» What you need to do
Type out the entries again, matching each one exactly.

Content starts

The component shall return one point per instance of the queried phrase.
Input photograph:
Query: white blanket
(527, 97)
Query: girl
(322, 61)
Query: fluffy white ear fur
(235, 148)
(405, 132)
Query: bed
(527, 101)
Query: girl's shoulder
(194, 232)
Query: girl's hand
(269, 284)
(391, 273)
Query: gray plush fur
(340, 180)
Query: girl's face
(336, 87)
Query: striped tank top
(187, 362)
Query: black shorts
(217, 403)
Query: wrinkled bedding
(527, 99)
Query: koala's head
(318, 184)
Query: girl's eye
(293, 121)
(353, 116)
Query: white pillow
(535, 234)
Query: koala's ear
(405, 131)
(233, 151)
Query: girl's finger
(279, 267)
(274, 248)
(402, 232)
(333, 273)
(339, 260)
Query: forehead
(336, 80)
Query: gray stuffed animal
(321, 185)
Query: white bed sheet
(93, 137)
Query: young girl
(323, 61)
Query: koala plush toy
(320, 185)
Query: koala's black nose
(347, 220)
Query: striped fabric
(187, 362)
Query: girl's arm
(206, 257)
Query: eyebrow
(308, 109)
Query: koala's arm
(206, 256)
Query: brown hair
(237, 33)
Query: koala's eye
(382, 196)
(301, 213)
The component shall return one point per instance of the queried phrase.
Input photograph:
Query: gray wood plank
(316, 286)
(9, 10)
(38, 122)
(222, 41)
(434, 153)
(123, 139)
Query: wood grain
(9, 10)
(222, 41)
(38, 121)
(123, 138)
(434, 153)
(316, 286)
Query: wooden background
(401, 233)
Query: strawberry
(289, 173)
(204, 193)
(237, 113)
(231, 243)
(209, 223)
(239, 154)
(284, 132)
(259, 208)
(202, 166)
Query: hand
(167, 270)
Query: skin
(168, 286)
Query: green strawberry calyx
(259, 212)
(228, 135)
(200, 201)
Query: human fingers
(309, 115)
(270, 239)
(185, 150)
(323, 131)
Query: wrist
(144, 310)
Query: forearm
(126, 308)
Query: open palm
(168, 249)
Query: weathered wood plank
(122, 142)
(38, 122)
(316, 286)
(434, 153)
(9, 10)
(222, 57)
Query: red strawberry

Content ends

» Output below
The component shall return one point per instance of the queried phrase.
Input photograph:
Query: white blanket
(527, 97)
Query: girl
(322, 61)
Query: fluffy white ear fur
(235, 148)
(405, 132)
Query: bed
(527, 101)
Query: girl's shoulder
(194, 232)
Query: girl's hand
(269, 284)
(391, 273)
Query: gray plush fur
(340, 180)
Query: girl's face
(336, 87)
Query: striped tank top
(187, 362)
Query: black shorts
(217, 403)
Query: wrinkled bedding
(527, 99)
Query: koala's head
(318, 184)
Query: girl's eye
(293, 121)
(353, 116)
Query: white pillow
(535, 234)
Query: koala's ear
(405, 131)
(233, 151)
Query: girl's finger
(279, 267)
(274, 248)
(402, 232)
(333, 273)
(339, 260)
Query: forehead
(336, 80)
Query: gray stuffed animal
(321, 185)
Query: white bed sheet
(93, 137)
Query: young girl
(323, 61)
Query: koala plush toy
(320, 185)
Query: koala's black nose
(347, 220)
Query: striped fabric
(187, 362)
Query: girl's arm
(206, 257)
Query: eyebrow
(308, 109)
Query: koala's arm
(206, 256)
Query: brown hair
(237, 33)
Query: koala's eye
(382, 196)
(301, 213)
The component shall return one point per instance of the queried phrase.
Input photograph:
Query: gray wood plank
(316, 286)
(9, 10)
(38, 122)
(222, 41)
(434, 153)
(123, 139)
Query: wood grain
(9, 10)
(222, 41)
(38, 121)
(123, 138)
(434, 153)
(316, 286)
Query: wooden background
(401, 233)
Query: strawberry
(289, 173)
(204, 193)
(237, 113)
(231, 243)
(209, 223)
(239, 154)
(284, 132)
(259, 208)
(202, 166)
Query: hand
(167, 270)
Query: skin
(168, 286)
Query: green strawberry calyx
(259, 212)
(228, 135)
(200, 201)
Query: human fingers
(309, 115)
(270, 239)
(185, 150)
(323, 131)
Query: wrist
(144, 310)
Query: forearm
(126, 308)
Query: open palm
(168, 249)
Query: weathered wood plank
(122, 142)
(38, 122)
(316, 286)
(434, 153)
(9, 10)
(222, 57)
Query: red strawberry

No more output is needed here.